The Unsettlements: Moms

This morning I was reading Brown Neon by Raquel Gutiérrez. She writes so movingly about Jeanne Córdova, a butch Chicana Los-Angeles-based writer and organizer who passed some years back, a forebear to Raquel. She writes about butch intergenerational love, how the previous generation of queers enabled us to live, and how we forget them at our own peril. Reading Raquel reading Jeanne, Raquel writing through Jeanne's writing, Raquel living through Jeanne's living is what it means to forge lineages, not just inherit them, to fashion them out of the mud and the tears and the blood and the joys, the loss and the beauties.

Raquel writes, "...as [Jeanne] neared her fortieth year and saw all the ways the movement was moving right along, with new blood coming to tend the outgrowth from the seeds of change she had helped to plant in the early seventies, it made sense for her to interrogate her truer callings."

In the midst of 2020 and the pandemic, I shifted my relationship with the language justice organizing that had been a huge part of my life for fifteen years. I decided I'd try to make a way into what felt like a "truer calling" of ancestral work, even though it felt scary and overwhelming, but also joyful and crucial.


So here I am. Since The Unsettlements: Dad in 2019 at Lawndale Art Center, I had an idea I wanted to work with motherhood and femininity. Over the last years of writing poems, my conception of lineage has shifted, both blood and genetic connection and into other kinds of queer and artistic lineages.

And now, I have the good news that I will be in residence this fall at Artpace in San Antonio to work on The Unsettlements: Moms with my birth mother, Claire D. Pluecker (on the right in the pic above with my kid, Elena), and with my dyke mom, Linda L. Anderson (in the pic on the left above next to yrs truly).

Point-per-instance localization records

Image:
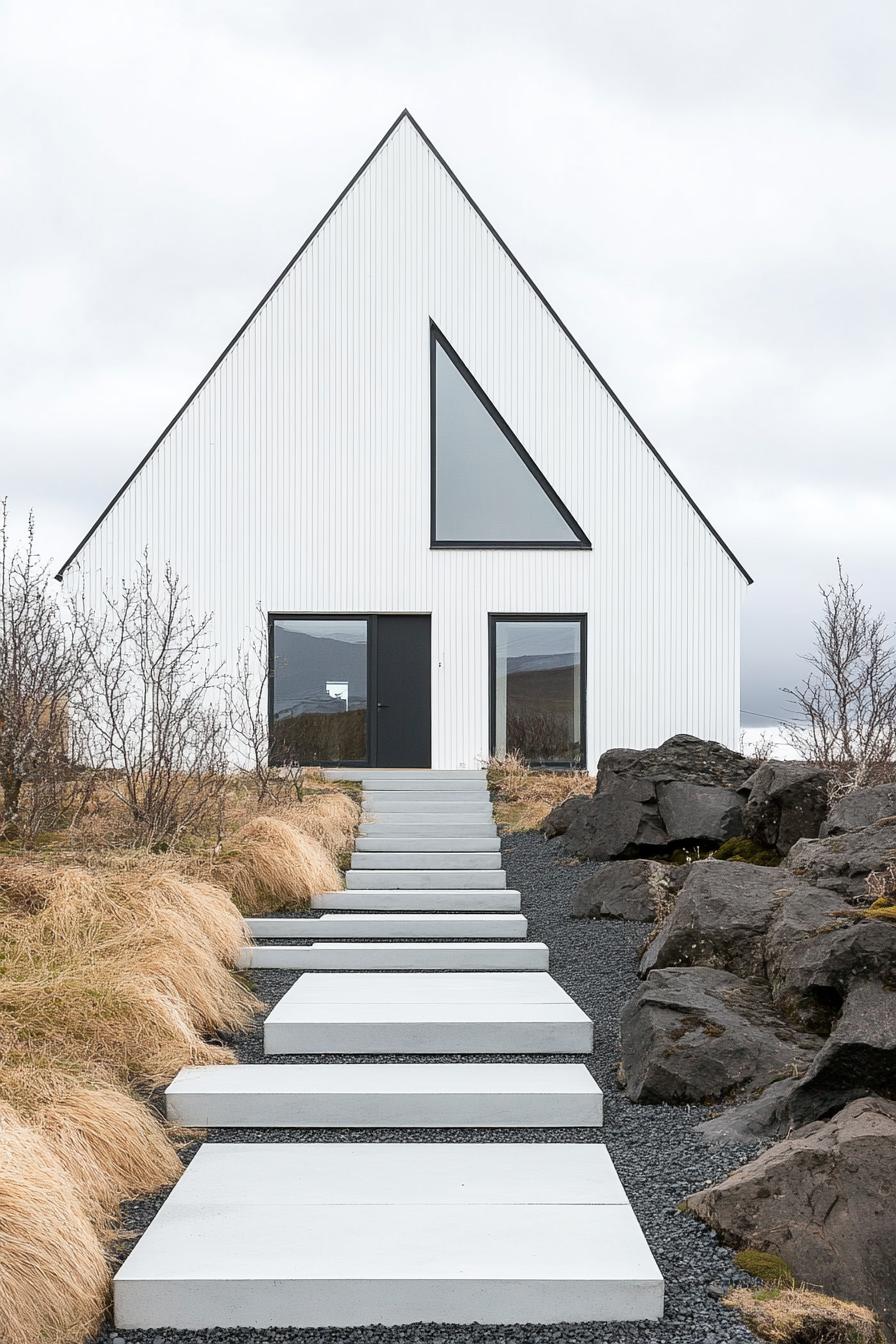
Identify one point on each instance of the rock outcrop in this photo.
(816, 949)
(685, 792)
(841, 862)
(632, 889)
(857, 1058)
(720, 918)
(860, 808)
(787, 801)
(825, 1202)
(699, 1034)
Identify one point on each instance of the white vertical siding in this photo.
(298, 477)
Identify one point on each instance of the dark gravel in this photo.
(656, 1151)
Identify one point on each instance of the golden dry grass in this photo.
(523, 797)
(110, 1144)
(270, 864)
(120, 967)
(329, 817)
(799, 1316)
(54, 1277)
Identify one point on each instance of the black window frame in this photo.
(582, 543)
(532, 618)
(370, 620)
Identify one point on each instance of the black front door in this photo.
(403, 674)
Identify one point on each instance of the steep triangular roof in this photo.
(406, 116)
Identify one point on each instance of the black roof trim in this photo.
(405, 114)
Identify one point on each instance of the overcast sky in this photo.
(704, 190)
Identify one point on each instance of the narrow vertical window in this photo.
(486, 489)
(538, 688)
(319, 691)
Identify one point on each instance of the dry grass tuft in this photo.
(270, 864)
(328, 817)
(121, 967)
(108, 1141)
(54, 1277)
(524, 796)
(799, 1316)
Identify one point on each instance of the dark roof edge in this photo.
(575, 344)
(258, 307)
(230, 346)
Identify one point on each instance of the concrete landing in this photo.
(267, 1235)
(427, 1014)
(439, 859)
(419, 901)
(380, 843)
(399, 956)
(391, 926)
(355, 1096)
(425, 879)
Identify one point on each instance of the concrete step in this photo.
(426, 844)
(427, 1014)
(419, 901)
(425, 879)
(392, 926)
(399, 956)
(430, 827)
(376, 776)
(442, 859)
(409, 785)
(452, 988)
(266, 1235)
(386, 801)
(370, 1096)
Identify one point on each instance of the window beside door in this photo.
(538, 688)
(319, 679)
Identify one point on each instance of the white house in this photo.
(462, 538)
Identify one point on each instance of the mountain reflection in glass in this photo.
(319, 691)
(538, 691)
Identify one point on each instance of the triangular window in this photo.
(486, 491)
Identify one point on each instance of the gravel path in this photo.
(656, 1151)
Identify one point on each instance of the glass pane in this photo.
(484, 491)
(319, 691)
(538, 691)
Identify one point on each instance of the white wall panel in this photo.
(298, 477)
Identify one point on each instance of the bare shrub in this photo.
(846, 704)
(40, 671)
(153, 707)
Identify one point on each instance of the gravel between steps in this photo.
(656, 1149)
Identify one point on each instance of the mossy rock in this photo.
(766, 1266)
(743, 850)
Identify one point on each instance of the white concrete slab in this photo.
(425, 879)
(425, 784)
(376, 799)
(378, 1096)
(415, 774)
(388, 805)
(443, 860)
(391, 926)
(398, 956)
(418, 901)
(439, 988)
(288, 1235)
(379, 843)
(430, 827)
(427, 1028)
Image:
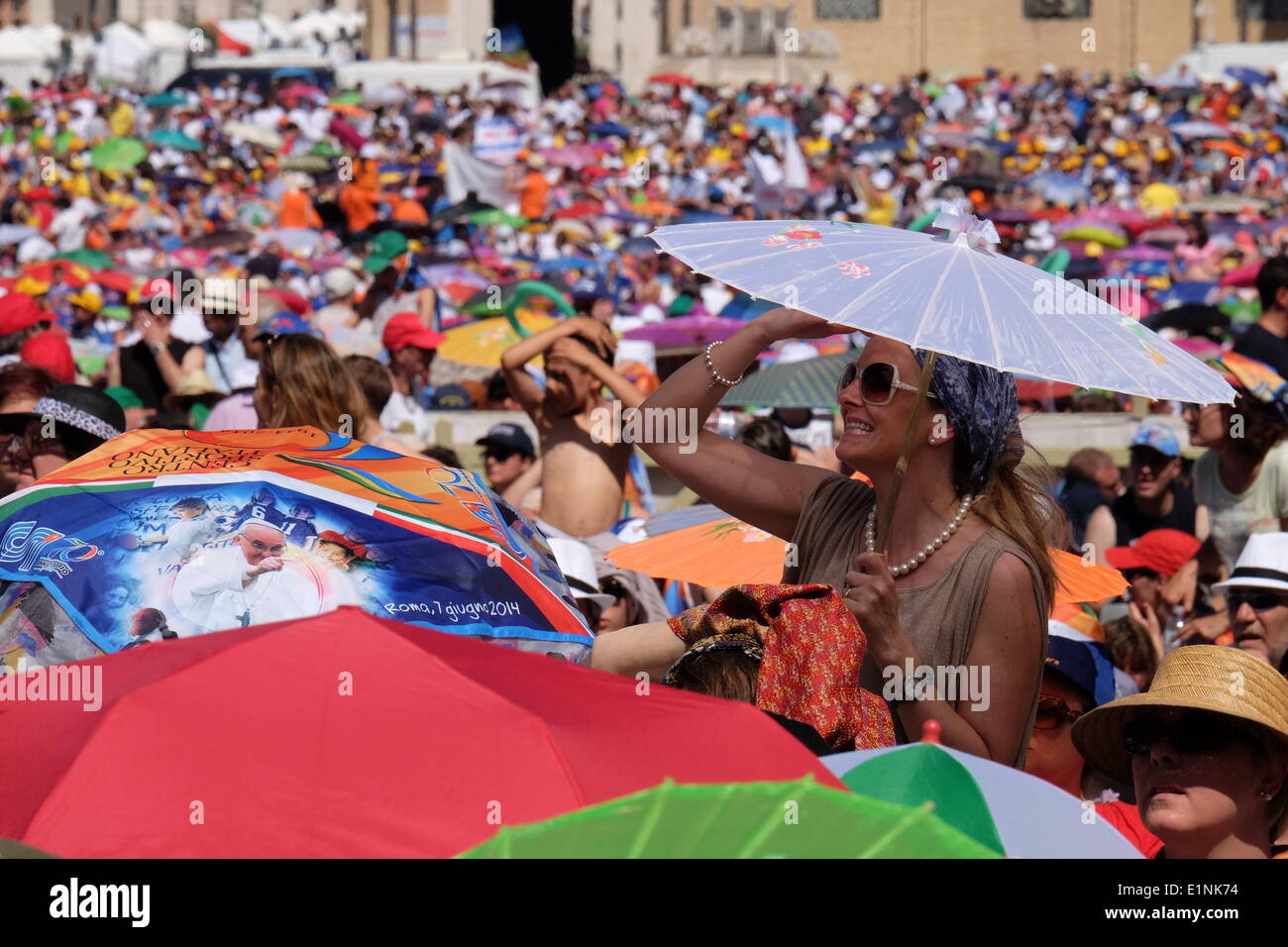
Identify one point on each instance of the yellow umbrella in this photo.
(1159, 196)
(482, 343)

What is needed
Could you carry on with the post about The Unsettlements: Moms, writing onward from its final sentence?

The answer
The work is artistic research into the lineage and life of my birth mom and also the lesbian feminist and labor organizing and life of my dyke mom. What we pass down, what we retain, what we lose, what we recover, what we destroy, what we disassemble. And my white queer, non-binary self is in there too (somehow, eek). The lines of research with both moms are happening at the same time, as I am interested in how these two women and their very different meanings and materials speak to one another, how they clash, how they conflict, and how they combine within me. In that process, I am attempting to consider the legacies of white supremacy and the wonders of queerness and femininity in the same space and time. An attempt to dismantle whiteness and embody a generationally-inherited queerness, tinged with struggles around “mental” health and accessing joy. I'm full of emotions, joyful and scared and very grateful for Artpace's support, and that seems like the right mix.

I wanted to share the good news. I also watched this video on Youtube this morning, with Jonathan Van Ness and Alok, and an audience member suggested we inhale self-worth and exhale doubt. So *inhale* *exhale* here goes a little celebration.

I'd love to hear your news as well if you feel like connecting and have the time and space for it.